--- Provided text ---
----
Twenty-nine businesses on or near campus have been checked for selling liquor to minors since 2003 – and many are failing the test.
Minneapolis police have checked those businesses 58 times, according to police records. Forty of those checks, or about 70 percent, have ended with the businesses selling alcohol to underage shoppers.
In comparison, Sgt. John Billington, an inspector with the Minneapolis Police Department’s License Investigations Division, said only 30 percent of businesses in the city that were checked last year sold alcohol to an underage shopper sent by police.
During a compliance check, an underage shopper is sent into a business and told by police to attempt to buy alcohol.
They can’t lie about their age if they are asked how old they are, and they must use their own ID.
If a business asks for their ID and refuses to sell the alcohol to them, then the business passes inspection. But if it checks the ID and sells alcohol to them anyway, or doesn’t ask for the ID at all, then they fail the check.
----
--- Dataset ---

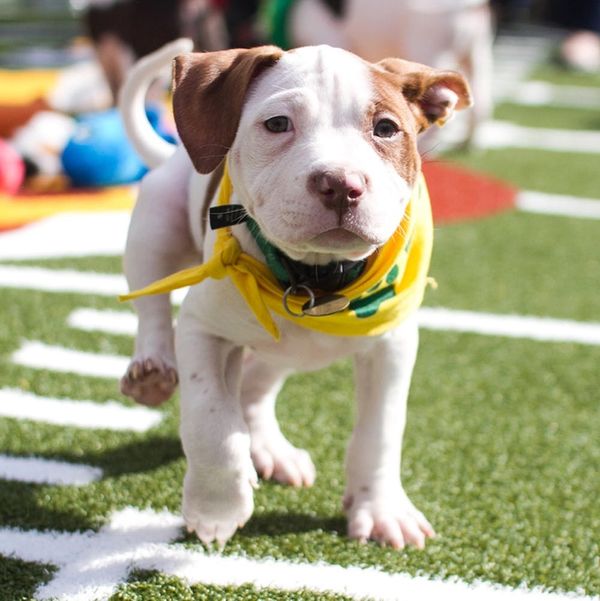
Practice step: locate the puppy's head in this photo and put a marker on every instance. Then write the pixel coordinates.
(322, 144)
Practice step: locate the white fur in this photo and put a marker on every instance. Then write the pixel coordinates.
(230, 369)
(446, 34)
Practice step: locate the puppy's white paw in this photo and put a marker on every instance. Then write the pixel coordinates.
(389, 519)
(214, 508)
(150, 381)
(276, 458)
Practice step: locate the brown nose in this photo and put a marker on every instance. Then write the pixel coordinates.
(337, 190)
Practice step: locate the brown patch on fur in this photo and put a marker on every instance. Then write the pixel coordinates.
(209, 93)
(400, 150)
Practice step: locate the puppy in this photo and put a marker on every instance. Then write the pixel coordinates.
(123, 30)
(448, 34)
(320, 250)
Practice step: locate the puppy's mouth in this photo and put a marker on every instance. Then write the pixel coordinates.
(340, 238)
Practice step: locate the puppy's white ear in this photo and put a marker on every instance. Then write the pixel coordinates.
(432, 95)
(209, 89)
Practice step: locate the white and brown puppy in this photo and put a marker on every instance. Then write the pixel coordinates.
(322, 154)
(446, 34)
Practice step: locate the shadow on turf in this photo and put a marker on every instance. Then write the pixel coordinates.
(277, 524)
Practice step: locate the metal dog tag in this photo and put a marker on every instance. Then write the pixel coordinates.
(325, 305)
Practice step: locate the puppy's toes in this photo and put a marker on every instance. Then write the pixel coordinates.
(149, 381)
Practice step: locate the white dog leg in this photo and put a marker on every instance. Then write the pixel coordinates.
(219, 482)
(273, 455)
(375, 502)
(158, 244)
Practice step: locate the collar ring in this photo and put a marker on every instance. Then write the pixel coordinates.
(293, 289)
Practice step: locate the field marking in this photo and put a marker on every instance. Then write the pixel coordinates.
(58, 358)
(113, 416)
(558, 204)
(106, 321)
(502, 134)
(69, 281)
(541, 93)
(61, 280)
(47, 471)
(430, 318)
(92, 565)
(513, 326)
(68, 235)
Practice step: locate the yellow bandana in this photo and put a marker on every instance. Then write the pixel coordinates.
(390, 288)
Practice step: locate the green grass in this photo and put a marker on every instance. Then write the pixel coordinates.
(548, 117)
(552, 172)
(565, 77)
(519, 263)
(153, 586)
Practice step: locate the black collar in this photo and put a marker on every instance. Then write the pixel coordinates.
(289, 273)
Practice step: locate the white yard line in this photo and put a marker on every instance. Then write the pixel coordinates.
(556, 204)
(68, 281)
(512, 326)
(61, 280)
(91, 566)
(57, 358)
(488, 324)
(541, 93)
(109, 322)
(47, 471)
(68, 235)
(18, 404)
(501, 134)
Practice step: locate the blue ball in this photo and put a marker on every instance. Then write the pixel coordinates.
(99, 152)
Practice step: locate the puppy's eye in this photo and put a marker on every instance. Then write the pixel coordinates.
(278, 124)
(385, 128)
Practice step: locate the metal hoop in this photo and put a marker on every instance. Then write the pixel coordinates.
(292, 290)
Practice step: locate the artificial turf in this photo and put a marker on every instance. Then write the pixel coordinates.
(501, 446)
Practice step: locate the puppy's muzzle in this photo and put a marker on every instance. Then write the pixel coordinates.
(338, 190)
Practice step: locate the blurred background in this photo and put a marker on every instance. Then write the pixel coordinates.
(64, 59)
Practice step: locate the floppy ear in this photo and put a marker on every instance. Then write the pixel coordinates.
(432, 95)
(209, 91)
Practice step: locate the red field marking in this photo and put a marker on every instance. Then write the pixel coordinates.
(457, 193)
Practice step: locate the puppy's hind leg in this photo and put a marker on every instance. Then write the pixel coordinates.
(158, 244)
(273, 455)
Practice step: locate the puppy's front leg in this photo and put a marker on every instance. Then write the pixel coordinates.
(220, 477)
(375, 502)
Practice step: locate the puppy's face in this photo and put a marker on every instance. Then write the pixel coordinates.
(324, 153)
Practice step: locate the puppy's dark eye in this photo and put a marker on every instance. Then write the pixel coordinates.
(385, 128)
(278, 124)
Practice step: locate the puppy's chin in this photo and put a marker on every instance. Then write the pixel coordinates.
(336, 244)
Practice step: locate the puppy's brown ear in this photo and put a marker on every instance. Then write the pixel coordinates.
(432, 95)
(209, 91)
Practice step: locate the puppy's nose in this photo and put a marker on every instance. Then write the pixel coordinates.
(338, 190)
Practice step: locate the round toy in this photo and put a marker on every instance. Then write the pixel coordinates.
(99, 153)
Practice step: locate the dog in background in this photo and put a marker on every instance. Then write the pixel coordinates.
(123, 31)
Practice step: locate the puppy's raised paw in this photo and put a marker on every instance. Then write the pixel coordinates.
(149, 381)
(391, 520)
(215, 514)
(276, 458)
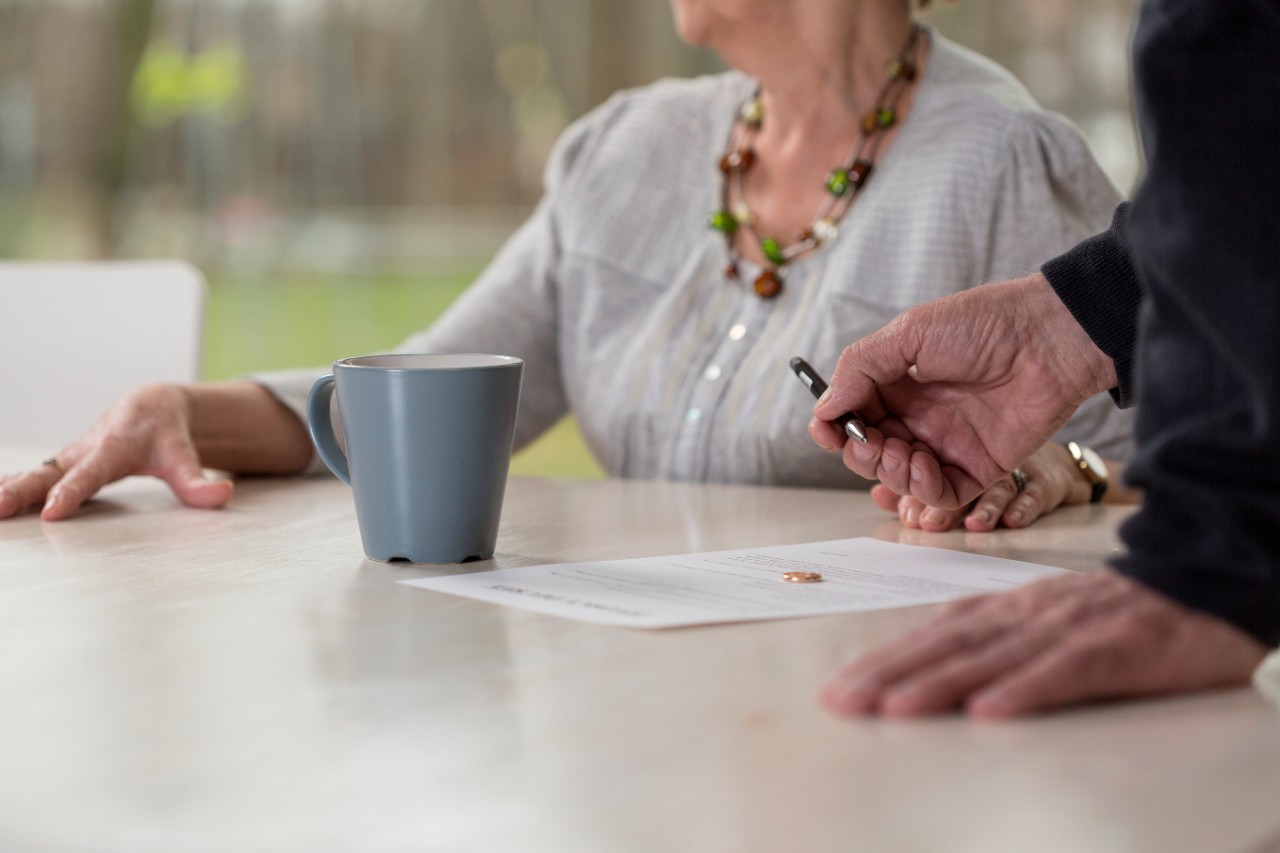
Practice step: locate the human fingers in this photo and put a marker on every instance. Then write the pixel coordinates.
(950, 680)
(106, 463)
(894, 468)
(1037, 498)
(1137, 651)
(886, 498)
(827, 434)
(864, 365)
(938, 520)
(30, 488)
(991, 506)
(178, 465)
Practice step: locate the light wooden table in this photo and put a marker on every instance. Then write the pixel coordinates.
(176, 679)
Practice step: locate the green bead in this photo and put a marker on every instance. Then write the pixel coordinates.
(837, 182)
(772, 250)
(723, 222)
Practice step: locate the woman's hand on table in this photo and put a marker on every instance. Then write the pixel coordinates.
(170, 432)
(1052, 480)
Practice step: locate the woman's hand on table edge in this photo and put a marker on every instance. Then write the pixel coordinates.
(170, 432)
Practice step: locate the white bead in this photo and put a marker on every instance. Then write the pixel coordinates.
(824, 231)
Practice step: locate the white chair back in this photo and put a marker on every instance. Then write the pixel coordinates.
(74, 337)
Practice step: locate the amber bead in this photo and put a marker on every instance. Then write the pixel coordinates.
(737, 160)
(768, 284)
(859, 172)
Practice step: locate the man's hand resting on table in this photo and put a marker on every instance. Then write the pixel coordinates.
(1055, 642)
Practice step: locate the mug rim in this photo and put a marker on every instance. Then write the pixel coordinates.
(380, 361)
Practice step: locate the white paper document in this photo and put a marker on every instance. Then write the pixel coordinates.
(739, 585)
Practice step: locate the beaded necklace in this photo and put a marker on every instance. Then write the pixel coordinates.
(842, 183)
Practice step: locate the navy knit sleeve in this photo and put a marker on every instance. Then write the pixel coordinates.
(1100, 287)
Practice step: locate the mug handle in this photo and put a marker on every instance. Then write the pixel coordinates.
(320, 425)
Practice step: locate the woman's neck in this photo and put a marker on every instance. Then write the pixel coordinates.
(824, 71)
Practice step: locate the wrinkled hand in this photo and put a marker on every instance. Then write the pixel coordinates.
(956, 392)
(1056, 642)
(146, 432)
(1052, 480)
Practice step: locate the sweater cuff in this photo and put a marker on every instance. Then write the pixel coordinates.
(1098, 284)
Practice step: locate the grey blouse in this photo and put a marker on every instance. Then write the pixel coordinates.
(613, 291)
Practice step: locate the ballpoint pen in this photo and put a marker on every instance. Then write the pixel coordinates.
(850, 422)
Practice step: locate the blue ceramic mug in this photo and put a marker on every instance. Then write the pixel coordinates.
(428, 442)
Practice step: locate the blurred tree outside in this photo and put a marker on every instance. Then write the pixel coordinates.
(341, 169)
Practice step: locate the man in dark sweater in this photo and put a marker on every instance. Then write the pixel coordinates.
(1175, 309)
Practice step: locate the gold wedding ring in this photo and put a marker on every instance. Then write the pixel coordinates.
(801, 576)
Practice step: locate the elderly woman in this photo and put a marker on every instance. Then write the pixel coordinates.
(853, 164)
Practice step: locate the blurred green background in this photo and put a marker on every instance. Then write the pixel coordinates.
(341, 170)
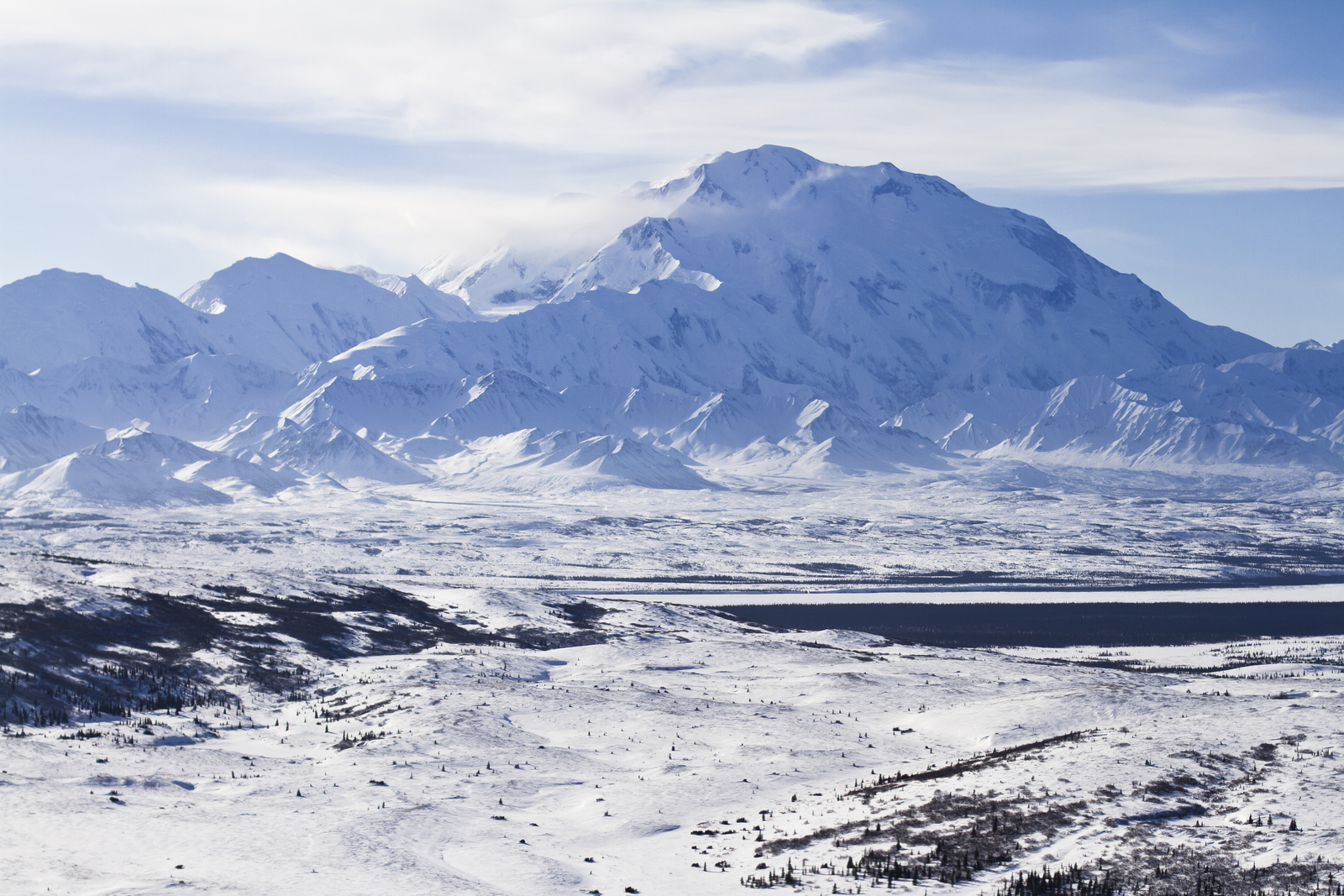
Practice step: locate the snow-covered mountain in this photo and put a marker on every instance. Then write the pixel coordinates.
----
--- Task requirements ---
A. Rewrite the stretch of the article on underage liquor sales from "During a compliance" through "their own ID.", replacing "alcohol" with "liquor".
B. List, in order of appearance, every number in the article on underage liquor sales, whether it is written in digits or in words.
Nothing in the entries is needed for this work.

--- Results ---
A.
During a compliance check, an underage shopper is sent into a business and told by police to attempt to buy liquor.
They can’t lie about their age if they are asked how old they are, and they must use their own ID.

B.
Twenty-nine
2003
58
Forty
70 (percent)
30 (percent)